* _Entries from a point annotation set_:
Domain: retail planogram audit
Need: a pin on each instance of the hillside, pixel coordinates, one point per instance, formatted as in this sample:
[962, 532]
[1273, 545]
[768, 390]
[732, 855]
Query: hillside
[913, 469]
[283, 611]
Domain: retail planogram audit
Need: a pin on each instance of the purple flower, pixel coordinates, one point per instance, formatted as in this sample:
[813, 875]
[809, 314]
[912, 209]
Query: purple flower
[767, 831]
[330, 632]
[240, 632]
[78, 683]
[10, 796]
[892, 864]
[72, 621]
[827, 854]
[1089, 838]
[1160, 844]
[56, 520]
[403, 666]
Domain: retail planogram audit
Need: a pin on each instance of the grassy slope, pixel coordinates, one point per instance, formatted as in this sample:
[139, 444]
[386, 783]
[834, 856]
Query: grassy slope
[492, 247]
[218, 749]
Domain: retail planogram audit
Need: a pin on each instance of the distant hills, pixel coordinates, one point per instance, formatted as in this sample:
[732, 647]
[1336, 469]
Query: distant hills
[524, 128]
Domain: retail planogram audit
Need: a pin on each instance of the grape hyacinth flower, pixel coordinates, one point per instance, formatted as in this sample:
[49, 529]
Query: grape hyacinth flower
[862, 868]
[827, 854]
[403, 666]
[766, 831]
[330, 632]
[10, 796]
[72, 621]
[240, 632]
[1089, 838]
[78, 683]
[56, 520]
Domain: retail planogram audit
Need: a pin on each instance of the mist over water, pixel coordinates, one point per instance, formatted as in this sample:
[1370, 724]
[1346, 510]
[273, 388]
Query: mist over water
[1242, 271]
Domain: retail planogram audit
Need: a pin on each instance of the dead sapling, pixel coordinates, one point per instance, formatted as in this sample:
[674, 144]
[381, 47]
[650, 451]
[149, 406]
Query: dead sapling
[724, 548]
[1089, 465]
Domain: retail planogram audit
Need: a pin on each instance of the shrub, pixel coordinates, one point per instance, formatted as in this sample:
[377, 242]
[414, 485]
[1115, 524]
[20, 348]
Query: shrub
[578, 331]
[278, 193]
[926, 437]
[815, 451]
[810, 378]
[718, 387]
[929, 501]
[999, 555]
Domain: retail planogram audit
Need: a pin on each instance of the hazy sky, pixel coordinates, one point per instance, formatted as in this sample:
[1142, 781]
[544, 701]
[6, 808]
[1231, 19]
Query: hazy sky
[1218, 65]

* _Stated problem_:
From the items above, pull out every line that contains the string "purple". Case counts.

* _Problem solution_:
Need: a pin on each instance of the purple flower, pixel coordinates, one point per instance, formatted as in this sample:
Query: purple flower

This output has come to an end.